*** Opening MATERIAL FOR THE TASK ***

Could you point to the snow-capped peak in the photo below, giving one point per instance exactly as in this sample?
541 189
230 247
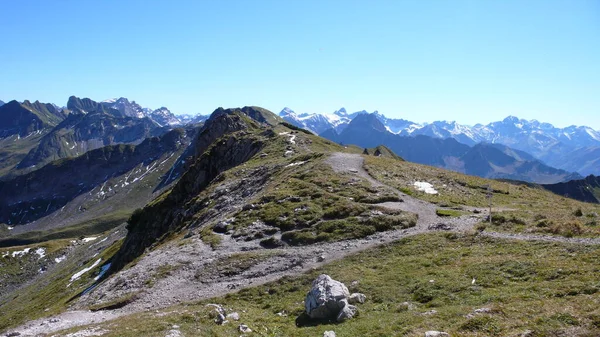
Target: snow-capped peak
341 112
286 111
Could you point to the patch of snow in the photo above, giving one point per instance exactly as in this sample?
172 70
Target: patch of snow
296 164
78 274
103 271
41 252
20 253
425 187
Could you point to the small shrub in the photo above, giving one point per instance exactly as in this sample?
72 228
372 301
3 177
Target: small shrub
448 213
498 219
484 324
568 229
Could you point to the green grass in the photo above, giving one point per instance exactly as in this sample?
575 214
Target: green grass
50 295
548 288
448 212
309 208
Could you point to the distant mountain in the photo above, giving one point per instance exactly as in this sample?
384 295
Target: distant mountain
126 108
91 125
573 148
318 123
587 189
192 119
485 160
24 118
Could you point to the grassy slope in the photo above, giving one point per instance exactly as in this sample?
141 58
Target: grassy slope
544 287
51 294
518 207
13 150
515 298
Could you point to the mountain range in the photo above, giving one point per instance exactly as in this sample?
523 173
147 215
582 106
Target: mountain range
574 148
483 159
34 134
236 217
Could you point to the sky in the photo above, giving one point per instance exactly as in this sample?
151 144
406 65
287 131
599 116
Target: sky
422 60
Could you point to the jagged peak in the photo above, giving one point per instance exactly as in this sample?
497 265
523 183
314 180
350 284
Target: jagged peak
286 111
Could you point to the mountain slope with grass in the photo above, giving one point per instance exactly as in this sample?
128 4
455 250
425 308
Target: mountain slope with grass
29 197
91 125
264 206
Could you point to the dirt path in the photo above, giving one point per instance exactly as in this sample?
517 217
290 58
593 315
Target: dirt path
180 287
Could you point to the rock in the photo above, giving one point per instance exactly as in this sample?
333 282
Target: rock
234 316
439 227
436 334
483 311
328 299
271 243
174 333
406 306
218 310
220 227
347 312
357 298
220 319
244 328
527 333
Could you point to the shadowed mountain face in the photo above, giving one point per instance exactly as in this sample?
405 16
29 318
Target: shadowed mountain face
587 189
241 135
574 148
34 195
91 125
25 118
485 160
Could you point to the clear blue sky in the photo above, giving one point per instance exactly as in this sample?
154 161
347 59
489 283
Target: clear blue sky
470 61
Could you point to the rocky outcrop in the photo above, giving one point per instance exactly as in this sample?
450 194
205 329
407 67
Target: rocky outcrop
24 118
34 195
328 299
586 190
228 139
80 133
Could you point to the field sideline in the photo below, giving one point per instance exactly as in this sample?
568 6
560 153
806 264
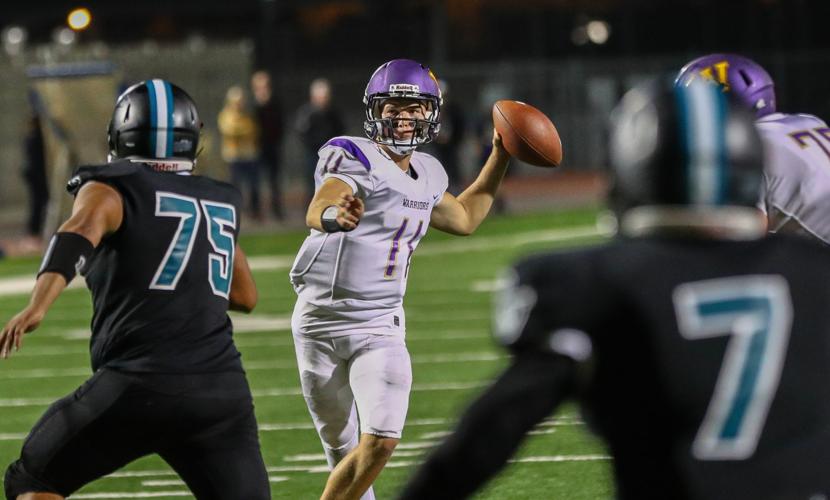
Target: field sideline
448 315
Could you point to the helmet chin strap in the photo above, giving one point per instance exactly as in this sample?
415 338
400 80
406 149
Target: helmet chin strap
402 150
160 164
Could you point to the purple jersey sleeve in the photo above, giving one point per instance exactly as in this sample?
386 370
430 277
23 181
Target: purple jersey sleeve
341 158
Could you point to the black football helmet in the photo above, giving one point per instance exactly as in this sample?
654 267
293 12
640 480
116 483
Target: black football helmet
684 146
154 119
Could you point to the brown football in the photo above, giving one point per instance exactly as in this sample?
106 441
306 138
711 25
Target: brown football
527 134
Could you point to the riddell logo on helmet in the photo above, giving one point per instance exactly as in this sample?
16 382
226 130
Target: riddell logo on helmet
404 87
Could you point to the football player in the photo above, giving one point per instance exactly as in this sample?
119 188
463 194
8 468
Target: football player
698 348
375 198
796 188
158 248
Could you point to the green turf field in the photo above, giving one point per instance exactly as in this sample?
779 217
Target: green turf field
448 311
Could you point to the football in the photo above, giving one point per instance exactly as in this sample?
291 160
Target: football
527 134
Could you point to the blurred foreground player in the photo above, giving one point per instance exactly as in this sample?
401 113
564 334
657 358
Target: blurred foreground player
796 188
158 248
698 348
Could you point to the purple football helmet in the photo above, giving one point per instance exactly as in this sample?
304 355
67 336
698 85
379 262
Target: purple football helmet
407 79
746 79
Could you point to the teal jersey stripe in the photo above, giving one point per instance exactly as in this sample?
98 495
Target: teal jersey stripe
169 130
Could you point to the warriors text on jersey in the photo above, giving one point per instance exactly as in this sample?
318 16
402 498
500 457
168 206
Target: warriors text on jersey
797 173
356 280
710 359
160 283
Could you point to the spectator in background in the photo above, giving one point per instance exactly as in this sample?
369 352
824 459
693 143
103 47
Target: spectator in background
240 139
34 174
448 143
270 121
317 122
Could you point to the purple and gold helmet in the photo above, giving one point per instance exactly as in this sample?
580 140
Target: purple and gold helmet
402 79
746 79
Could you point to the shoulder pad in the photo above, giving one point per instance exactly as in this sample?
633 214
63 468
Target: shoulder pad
88 173
351 148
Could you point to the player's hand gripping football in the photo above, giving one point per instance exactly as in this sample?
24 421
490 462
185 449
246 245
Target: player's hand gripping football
498 145
12 335
349 211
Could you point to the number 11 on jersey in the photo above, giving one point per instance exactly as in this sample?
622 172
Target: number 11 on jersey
221 222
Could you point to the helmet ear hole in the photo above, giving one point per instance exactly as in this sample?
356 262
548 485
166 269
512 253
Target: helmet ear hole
154 119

*** Closing MATERIAL FOR THE TASK ***

**REQUIRED ACTION:** Search the listing above for the word "below", and copy every line that has it.

**RESPONSE TO THIS TASK:**
Could you point to the snow-capped peak in the photo below, giving one point per instance exactly as in this sample?
Could you point to the field sideline in the photo below, giving one point per instance exactly as in this sample?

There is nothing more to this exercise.